____ Data shown

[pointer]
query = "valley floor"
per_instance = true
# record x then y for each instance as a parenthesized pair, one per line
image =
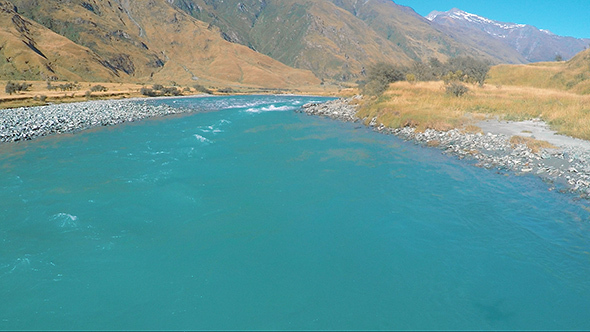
(521, 147)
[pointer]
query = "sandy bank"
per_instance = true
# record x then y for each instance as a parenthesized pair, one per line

________

# Prompt
If a picture appears in the data, omit it; transcribe all the rest exactly.

# Solution to this problem
[pointer]
query = "valley floor"
per_instance = true
# record x then y for each instance as a parenthesized pair, one per line
image =
(521, 147)
[pointer]
query = "sandy bank"
per_instance = true
# record x then y for each instance as a parenthesized pair, one per line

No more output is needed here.